=== Texto de lectura ===
Ese zaguán deslucido es una razón por la que muchos visitantes romanos, incluidos los turistas más diligentes, se pierden a Santa Práxedes, pues su exterior no ofrece indicación de las maravillas en su interior. De hecho, me parece que pasé frente a Santa Práxedes en numerosas ocasiones, antes de visitarla por primera vez el 24 de marzo de 1997, lunes de la Semana Santa de aquel año cuando le tocó el turno anual a Santa Práxedes en la rotación de las estaciones de las iglesias.

Le debemos esta maravilla estética a las labores del Papa Pascual I, cuyo breve pontificado a principios del siglo noveno contribuyó inmensamente a la belleza de Roma durante lo que la historia se complace en apodar el “Oscurantismo”. Tras destacar que el Papa Pascual reconstruyó esta iglesia cerca de una iglesia de finales del siglo V dedicada a Santa Práxedes, Liz Lev explica la intención en el diseño del Papa:

“La arquitectura estética de Pascual se concentraba en la luz: por eso, a lo largo de la nave hay 24 triforios a través de los que fluyen los rayos del sol antes de danzar sobre los pequeños azulejos de cristal de la decoración. La inspiración para el mosaico del ábside fue de la Basílica de los Santos Cosme y Damián: de nuevo, un cielo azul fascinante, un Cristo con túnica dorada flota bajo la mano de Dios. Lo flanquean Pedro y Pablo, quienes visten togas senatoriales; Práxedes y su hermana Pudenciana, quienes sostienen las coronas del martirio, son acogidas por los apóstoles y guiadas hacia Cristo…

“Esta reunión celestial es superada por una imaginería apocalíptica: el Cordero de Dios, flanqueado por siete candeleros y los símbolos de los cuatro evangelistas. Numerosas figuras con túnicas blancas ofrecen sus coronas de flores. Su procesión termina en la cumbre del arco, donde los apóstoles, María y Juan el Bautista señalan hacia Cristo, flanqueado por ángeles. La obra completa es una invitación a mirar hacia la Ciudad de Dios a través de este mundo.”

De por sí, eso sería suficiente. Pero eso no es todo.

El Papa Pascual también construyó aquí una capilla funeraria para su madre, Teodora, la Capilla de San Zenón. Y aunque el mosaico ábside y el arco triunfal de la Basílica son tan magníficos como los describe Liz Lev, la Capilla de San Zenón es la que destaca a Santa Práxedes como un lugar cristiano que no se debe perder.

=== Detalles del ejercicio ===
Copia sin cambios el pasaje del texto sobre Santa Práxedes que va desde "Ese zaguán deslucido" hasta "de las iglesias.", ambos incluidos.

Entradas de datos guardadas
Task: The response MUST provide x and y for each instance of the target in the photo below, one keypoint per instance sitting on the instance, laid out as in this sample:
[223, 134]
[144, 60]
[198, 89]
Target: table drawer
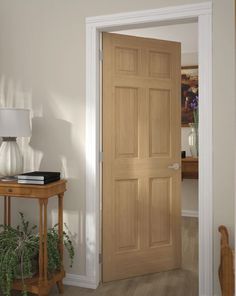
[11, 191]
---
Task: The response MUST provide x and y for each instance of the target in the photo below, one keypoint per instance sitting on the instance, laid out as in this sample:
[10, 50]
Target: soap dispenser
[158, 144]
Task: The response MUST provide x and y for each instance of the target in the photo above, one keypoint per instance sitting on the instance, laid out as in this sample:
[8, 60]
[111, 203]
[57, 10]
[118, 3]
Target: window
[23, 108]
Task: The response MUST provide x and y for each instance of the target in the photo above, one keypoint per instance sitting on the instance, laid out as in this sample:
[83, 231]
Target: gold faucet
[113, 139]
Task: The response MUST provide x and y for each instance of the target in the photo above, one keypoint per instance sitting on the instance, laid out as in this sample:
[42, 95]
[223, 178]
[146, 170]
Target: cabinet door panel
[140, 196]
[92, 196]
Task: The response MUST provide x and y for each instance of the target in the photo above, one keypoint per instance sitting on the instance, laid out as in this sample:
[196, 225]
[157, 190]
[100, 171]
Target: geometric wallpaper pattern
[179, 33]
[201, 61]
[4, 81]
...
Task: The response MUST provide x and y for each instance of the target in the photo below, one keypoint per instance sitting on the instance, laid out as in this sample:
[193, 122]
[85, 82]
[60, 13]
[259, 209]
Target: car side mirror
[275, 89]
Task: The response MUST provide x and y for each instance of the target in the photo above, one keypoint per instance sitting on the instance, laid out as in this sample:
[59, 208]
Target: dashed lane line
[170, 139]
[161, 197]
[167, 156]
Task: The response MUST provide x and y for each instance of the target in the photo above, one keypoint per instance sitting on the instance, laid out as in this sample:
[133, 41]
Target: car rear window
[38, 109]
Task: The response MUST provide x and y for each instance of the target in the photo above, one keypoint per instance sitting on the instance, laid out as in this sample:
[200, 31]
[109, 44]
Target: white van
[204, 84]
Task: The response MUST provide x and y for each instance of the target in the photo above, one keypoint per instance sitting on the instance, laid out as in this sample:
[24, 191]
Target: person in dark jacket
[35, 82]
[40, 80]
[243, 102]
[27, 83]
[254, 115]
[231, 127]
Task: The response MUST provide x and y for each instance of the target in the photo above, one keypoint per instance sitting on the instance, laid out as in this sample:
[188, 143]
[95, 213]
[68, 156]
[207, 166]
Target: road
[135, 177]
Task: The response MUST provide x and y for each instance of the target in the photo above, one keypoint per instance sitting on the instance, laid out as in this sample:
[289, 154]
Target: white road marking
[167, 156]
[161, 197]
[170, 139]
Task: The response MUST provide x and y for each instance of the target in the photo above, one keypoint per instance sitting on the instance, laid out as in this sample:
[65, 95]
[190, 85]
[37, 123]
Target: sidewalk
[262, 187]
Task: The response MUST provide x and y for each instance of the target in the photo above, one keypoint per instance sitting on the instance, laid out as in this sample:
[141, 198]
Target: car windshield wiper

=== Respuesta del ejercicio ===
Ese zaguán deslucido es una razón por la que muchos visitantes romanos, incluidos los turistas más diligentes, se pierden a Santa Práxedes, pues su exterior no ofrece indicación de las maravillas en su interior. De hecho, me parece que pasé frente a Santa Práxedes en numerosas ocasiones, antes de visitarla por primera vez el 24 de marzo de 1997, lunes de la Semana Santa de aquel año cuando le tocó el turno anual a Santa Práxedes en la rotación de las estaciones de las iglesias.